*What to do*: Reproduce a passage from the Scheme list-primitive notes below word for word, starting with "The Law of Eq?" and ending after "value is #f–false.".

The primitive $car$ is defined only for non-empty lists.

$car$ is first S-expression of l. (include atom and list)

The Law of Cdr

The primitive $cdr$ is defined only for non-empty lists. the $cdr$ of any non-empty list is always another list

$cdr$ is the list l without (car l)(so it is still list)

The Law Of Cons

The primitive $cons$ takes two arguments. The secone argument to $cons$ must be a list. The result is a list.

$cons$ takes two arguments: the first one is any S-expression; the second one is any list.

comment: racket can take atom as the second argument likely, just as the author marked in foot:

In practice, $(coms \alpha \ \beta$) works for values $\alpha \ and \ \beta$, and $(car (cons \ \alpha \ \beta)) = \alpha \ (cdr (cons \ \alpha \ \beta)) = \beta$

The Law of Null

The primitive $null?$ is defined ony for lists.it is the list composed of zero S-expressions

author’s comment: $(null? ‘a)$ is also ok factly. So when author define $atom$, he used $…null? x…$

The Law of Eq?

The primitive $eq?$ takes two arguments. Each must be a non-numeric atom. (In pracice, some numbers and lists may be arguments of eq?)

$lat?$

“$lat?$“looks at each S-expression in a list, in turn, and asks if each S-expression is an atom, until it runs out of S-expressions. If it runs out without encountering a list, the value is #t. If it finds a list, the value is #f–false.

Before watching author’s definition of $lat?$, I deduce it successfully, so in the following reading, I will always keep deducing until I am sure it is impossible for me inherently. Below is my codes(nearly the same as author’s sample)

My try:

(define lat?
    (lambda (x)
      {cond ((null? x)
             #t)
            ((atom?(car x))
             (lat?(cdr x)))
            (else
             #f)}))

$member?$

As I said above, when notice the concept of $member?$, I try deduce it on my own. Below is my trival codes(without $or?$)

> (define member?
    (lambda (x list)
      (cond ((null? list)
            #f)
            ((eq? x (car list))
             #t)
            (else
             (member? x (cdr list))))))
> (define l '(coffee tea or milk) )
> (define x 'coffee)
> (define y 'haha)
> (member? x l)
#t
> (member? y l)
#f

then, there is author’s sample with $or?$, which is much more elegent than mine.

(define member?
  (lambda (a lat)
    (cond
      ((null? lat) #f )
      (else (or ( eq? ( car lat) a)
        (member? a ( cdr lat)))))))

*Record extracts*:
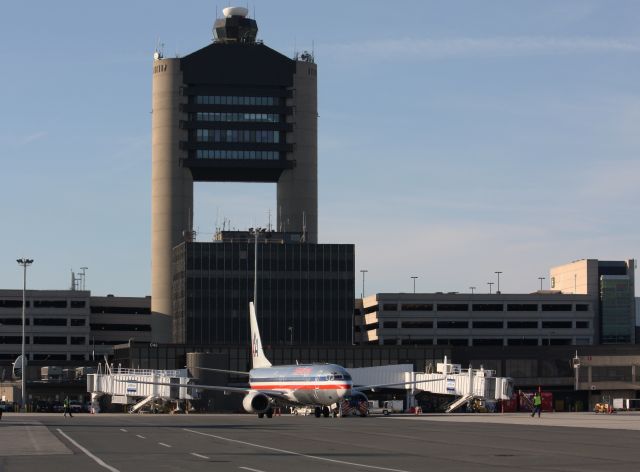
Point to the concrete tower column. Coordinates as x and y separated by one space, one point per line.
171 190
298 187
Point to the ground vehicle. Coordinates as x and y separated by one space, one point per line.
387 407
42 406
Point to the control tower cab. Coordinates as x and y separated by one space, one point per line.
233 111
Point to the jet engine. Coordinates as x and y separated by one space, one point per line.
256 402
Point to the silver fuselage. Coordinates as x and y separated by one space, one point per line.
304 384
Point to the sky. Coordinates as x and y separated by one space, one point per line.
456 138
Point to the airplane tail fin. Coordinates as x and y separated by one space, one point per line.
257 354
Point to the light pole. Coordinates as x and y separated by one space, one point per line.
24 262
364 271
414 277
498 272
83 274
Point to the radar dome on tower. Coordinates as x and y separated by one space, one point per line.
235 27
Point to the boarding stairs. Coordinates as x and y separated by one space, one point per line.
142 403
453 406
129 387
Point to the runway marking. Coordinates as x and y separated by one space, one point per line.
293 453
88 453
198 455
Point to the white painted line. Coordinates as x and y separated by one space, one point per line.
293 453
198 455
88 453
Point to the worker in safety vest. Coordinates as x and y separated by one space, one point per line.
537 405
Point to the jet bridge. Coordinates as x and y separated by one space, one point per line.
124 387
463 385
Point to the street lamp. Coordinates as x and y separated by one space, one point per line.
498 272
24 262
364 271
414 277
83 275
541 279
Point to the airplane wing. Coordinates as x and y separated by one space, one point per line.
239 372
373 387
220 388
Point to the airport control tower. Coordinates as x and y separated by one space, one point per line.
233 111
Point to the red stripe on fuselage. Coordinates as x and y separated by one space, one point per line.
300 387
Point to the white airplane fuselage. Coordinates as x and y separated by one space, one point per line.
304 384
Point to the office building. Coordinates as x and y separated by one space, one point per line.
611 285
539 319
305 291
233 111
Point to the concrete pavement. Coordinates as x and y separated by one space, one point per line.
122 443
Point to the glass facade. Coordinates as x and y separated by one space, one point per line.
305 293
233 154
616 309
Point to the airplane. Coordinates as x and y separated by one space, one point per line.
319 386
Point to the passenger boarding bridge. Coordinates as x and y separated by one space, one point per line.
464 385
124 388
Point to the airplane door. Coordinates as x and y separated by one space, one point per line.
317 391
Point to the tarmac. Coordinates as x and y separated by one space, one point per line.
399 443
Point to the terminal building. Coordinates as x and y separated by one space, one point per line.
69 327
305 291
591 302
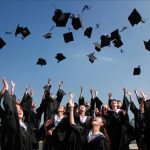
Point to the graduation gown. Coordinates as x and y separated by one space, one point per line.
14 137
117 130
98 143
140 126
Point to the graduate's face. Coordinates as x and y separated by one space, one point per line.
60 109
20 112
97 121
119 104
82 108
114 104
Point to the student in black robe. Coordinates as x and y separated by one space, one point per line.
116 127
49 103
140 123
15 133
95 139
57 119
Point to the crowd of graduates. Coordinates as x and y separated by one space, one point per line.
84 125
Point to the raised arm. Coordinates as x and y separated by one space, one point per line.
71 108
12 88
4 87
81 98
133 108
137 96
109 99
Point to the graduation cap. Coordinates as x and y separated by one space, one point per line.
147 45
88 32
60 57
2 43
97 46
117 43
86 7
105 40
92 57
47 35
60 18
134 17
47 88
76 23
60 94
41 61
68 37
116 38
23 31
115 35
137 71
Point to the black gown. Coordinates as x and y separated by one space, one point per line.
99 143
140 126
14 137
117 130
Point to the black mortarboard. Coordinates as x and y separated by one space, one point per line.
47 35
23 31
18 30
47 88
2 43
115 35
137 71
60 57
147 45
92 57
41 61
105 40
97 46
76 23
116 38
60 94
134 17
117 43
98 102
88 32
60 18
68 37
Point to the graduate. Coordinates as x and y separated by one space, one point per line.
95 139
54 133
15 133
140 121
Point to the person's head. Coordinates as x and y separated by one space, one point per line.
98 121
104 109
114 104
61 109
87 104
20 111
33 105
82 108
141 108
119 104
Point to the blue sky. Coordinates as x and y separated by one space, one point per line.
110 72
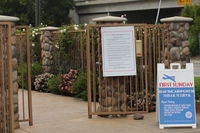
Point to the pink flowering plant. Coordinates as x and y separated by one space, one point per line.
67 81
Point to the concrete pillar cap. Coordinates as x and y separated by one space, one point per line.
176 19
4 18
49 28
109 19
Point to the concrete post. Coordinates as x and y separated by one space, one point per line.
177 44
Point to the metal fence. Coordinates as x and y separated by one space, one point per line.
127 94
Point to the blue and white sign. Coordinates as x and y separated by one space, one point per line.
176 96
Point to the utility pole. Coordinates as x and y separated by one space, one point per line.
37 12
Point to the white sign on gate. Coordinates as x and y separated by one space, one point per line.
118 51
176 96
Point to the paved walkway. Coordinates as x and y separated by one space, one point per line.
59 114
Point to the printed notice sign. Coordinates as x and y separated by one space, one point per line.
118 51
176 97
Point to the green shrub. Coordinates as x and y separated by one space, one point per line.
80 86
53 84
41 82
197 87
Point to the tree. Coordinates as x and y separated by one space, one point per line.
24 9
55 12
193 11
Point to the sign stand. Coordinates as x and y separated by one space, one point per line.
176 96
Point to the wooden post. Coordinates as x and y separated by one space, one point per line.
10 81
88 71
29 78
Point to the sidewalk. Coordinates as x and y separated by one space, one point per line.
59 114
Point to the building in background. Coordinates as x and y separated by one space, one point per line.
136 11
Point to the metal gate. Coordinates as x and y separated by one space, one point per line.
128 94
23 49
6 82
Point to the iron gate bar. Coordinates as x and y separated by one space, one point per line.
144 83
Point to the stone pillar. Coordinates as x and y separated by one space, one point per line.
47 46
11 20
177 44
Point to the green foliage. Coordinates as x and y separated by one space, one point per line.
197 87
193 11
24 9
55 12
53 84
36 69
80 86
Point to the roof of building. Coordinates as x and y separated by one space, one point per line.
49 28
109 19
176 19
4 18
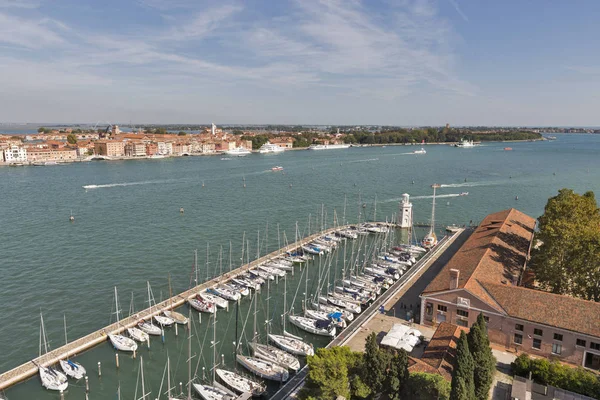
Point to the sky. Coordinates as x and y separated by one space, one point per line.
346 62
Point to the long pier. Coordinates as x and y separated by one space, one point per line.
297 382
28 369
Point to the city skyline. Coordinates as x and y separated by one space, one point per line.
299 62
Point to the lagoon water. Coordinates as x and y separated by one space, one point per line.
128 230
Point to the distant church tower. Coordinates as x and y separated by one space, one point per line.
405 215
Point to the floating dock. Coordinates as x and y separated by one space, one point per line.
84 343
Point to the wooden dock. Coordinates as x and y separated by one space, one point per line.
84 343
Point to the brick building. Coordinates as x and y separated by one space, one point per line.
485 276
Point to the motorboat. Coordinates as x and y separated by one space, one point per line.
263 369
241 384
122 343
138 334
202 305
275 355
149 328
238 152
209 392
176 316
318 327
164 321
211 298
72 369
270 148
292 344
225 293
53 379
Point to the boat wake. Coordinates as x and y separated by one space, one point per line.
86 187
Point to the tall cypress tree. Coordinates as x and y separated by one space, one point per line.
463 387
485 363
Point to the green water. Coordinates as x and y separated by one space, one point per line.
129 230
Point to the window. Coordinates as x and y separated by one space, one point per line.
556 348
558 336
518 339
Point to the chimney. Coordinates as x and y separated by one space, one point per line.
454 274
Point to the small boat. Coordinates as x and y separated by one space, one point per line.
177 317
211 298
292 344
138 334
264 369
275 355
149 328
201 305
241 384
318 327
72 369
452 228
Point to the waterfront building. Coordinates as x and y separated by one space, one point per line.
109 148
485 276
15 154
46 155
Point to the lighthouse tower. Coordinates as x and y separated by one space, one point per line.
405 215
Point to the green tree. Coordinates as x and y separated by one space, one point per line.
463 387
423 386
568 260
376 363
485 362
397 375
71 138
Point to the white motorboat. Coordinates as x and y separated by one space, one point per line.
335 318
72 369
264 369
53 379
209 392
270 148
149 328
272 271
292 345
275 355
238 152
241 384
138 334
318 327
211 298
177 317
225 293
328 146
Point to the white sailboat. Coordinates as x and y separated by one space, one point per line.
430 240
71 368
51 378
121 342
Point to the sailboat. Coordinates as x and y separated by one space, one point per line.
121 342
50 377
136 333
71 368
430 240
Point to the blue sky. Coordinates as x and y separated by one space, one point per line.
403 62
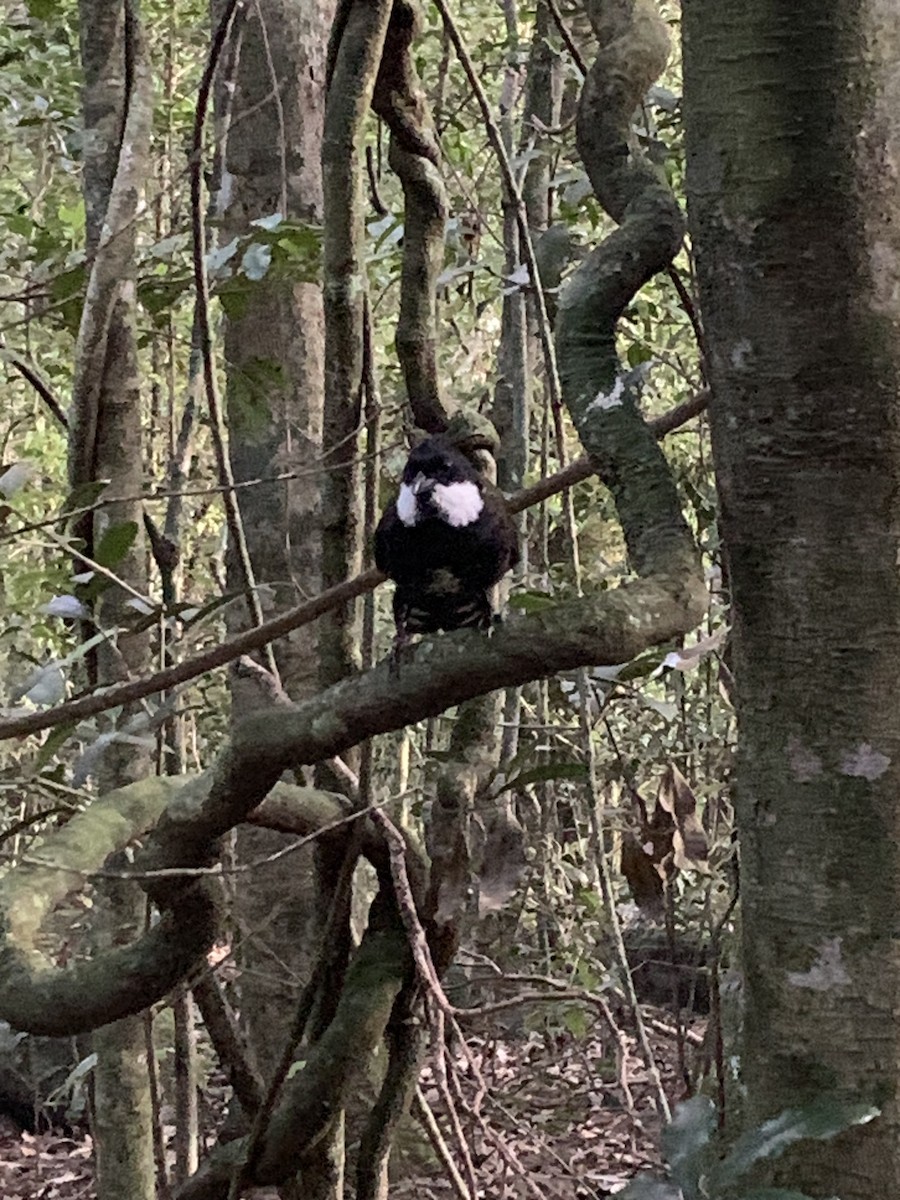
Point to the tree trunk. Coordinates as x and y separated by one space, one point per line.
107 444
793 132
275 360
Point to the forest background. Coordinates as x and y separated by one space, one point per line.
243 261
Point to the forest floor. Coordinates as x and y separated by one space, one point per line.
544 1114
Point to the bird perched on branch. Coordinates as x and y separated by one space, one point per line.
445 541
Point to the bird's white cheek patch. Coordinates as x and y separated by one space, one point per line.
459 503
407 504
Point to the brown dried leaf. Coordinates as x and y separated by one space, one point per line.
689 843
642 875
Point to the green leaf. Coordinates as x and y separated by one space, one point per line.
115 544
531 601
55 739
43 10
577 1023
821 1120
256 262
684 1140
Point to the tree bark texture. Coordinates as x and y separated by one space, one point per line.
107 444
793 133
270 115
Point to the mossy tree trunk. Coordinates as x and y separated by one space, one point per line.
106 444
793 131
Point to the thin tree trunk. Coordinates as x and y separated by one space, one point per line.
107 444
275 359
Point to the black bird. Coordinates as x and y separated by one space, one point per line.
445 541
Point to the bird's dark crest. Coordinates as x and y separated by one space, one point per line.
445 541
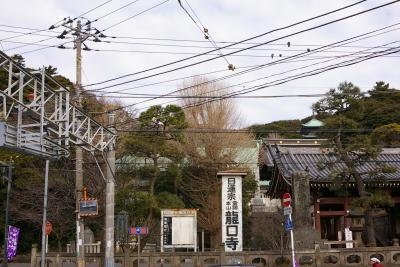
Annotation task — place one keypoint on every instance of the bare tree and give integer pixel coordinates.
(212, 144)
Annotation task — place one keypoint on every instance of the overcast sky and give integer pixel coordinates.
(166, 33)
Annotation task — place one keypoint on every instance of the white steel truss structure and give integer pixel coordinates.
(37, 116)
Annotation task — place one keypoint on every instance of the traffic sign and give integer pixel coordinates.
(288, 224)
(287, 199)
(287, 210)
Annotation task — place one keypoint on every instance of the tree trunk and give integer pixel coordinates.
(362, 192)
(369, 224)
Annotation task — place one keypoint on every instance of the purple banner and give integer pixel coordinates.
(13, 234)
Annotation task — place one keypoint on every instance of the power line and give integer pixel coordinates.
(332, 45)
(204, 31)
(256, 67)
(240, 50)
(245, 40)
(305, 74)
(294, 77)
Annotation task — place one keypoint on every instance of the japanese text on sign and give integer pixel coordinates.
(232, 213)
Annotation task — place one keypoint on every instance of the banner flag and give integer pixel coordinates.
(13, 235)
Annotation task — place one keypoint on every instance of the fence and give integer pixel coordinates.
(356, 257)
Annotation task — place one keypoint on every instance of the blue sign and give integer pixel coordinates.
(288, 224)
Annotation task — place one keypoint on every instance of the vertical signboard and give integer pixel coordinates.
(179, 228)
(232, 235)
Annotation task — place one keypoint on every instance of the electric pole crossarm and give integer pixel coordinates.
(42, 119)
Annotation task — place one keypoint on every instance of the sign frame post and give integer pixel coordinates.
(287, 201)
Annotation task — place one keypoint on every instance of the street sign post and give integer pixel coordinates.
(287, 211)
(288, 224)
(287, 199)
(138, 231)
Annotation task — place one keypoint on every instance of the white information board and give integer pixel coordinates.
(179, 228)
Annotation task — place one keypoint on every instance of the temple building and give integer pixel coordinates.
(297, 166)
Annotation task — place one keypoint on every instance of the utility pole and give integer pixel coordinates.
(46, 186)
(81, 33)
(80, 226)
(9, 181)
(110, 187)
(80, 36)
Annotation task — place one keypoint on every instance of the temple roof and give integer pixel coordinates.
(313, 123)
(313, 159)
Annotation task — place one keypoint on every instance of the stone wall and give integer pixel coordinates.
(358, 257)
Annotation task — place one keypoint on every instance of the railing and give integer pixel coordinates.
(359, 257)
(92, 248)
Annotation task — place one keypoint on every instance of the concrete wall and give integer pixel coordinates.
(357, 257)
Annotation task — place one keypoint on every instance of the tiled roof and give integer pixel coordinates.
(290, 160)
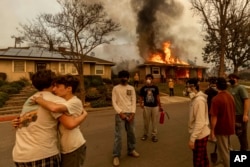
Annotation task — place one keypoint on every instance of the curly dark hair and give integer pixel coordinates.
(123, 74)
(43, 79)
(221, 83)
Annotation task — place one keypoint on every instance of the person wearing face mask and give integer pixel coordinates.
(198, 124)
(241, 99)
(211, 91)
(124, 103)
(222, 120)
(151, 105)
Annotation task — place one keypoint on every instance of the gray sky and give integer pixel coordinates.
(186, 28)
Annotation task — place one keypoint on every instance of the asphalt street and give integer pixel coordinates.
(171, 150)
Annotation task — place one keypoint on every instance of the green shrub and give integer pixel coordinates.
(3, 76)
(9, 89)
(100, 103)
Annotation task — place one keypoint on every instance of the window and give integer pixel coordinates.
(73, 69)
(99, 69)
(19, 66)
(62, 68)
(156, 70)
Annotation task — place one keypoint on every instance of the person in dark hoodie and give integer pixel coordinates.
(198, 125)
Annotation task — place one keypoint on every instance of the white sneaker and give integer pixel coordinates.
(116, 161)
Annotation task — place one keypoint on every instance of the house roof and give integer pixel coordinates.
(32, 53)
(150, 63)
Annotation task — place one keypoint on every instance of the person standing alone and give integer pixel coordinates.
(151, 105)
(222, 120)
(198, 124)
(124, 103)
(171, 87)
(242, 109)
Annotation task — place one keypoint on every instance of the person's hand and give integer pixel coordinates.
(122, 116)
(130, 118)
(34, 99)
(245, 118)
(16, 122)
(191, 145)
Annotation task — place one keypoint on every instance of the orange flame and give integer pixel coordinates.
(166, 56)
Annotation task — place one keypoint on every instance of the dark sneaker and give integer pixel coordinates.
(144, 137)
(134, 154)
(154, 139)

*Answer to this task*:
The Law of Eq?

The primitive $eq?$ takes two arguments. Each must be a non-numeric atom. (In pracice, some numbers and lists may be arguments of eq?)

$lat?$

“$lat?$“looks at each S-expression in a list, in turn, and asks if each S-expression is an atom, until it runs out of S-expressions. If it runs out without encountering a list, the value is #t. If it finds a list, the value is #f–false.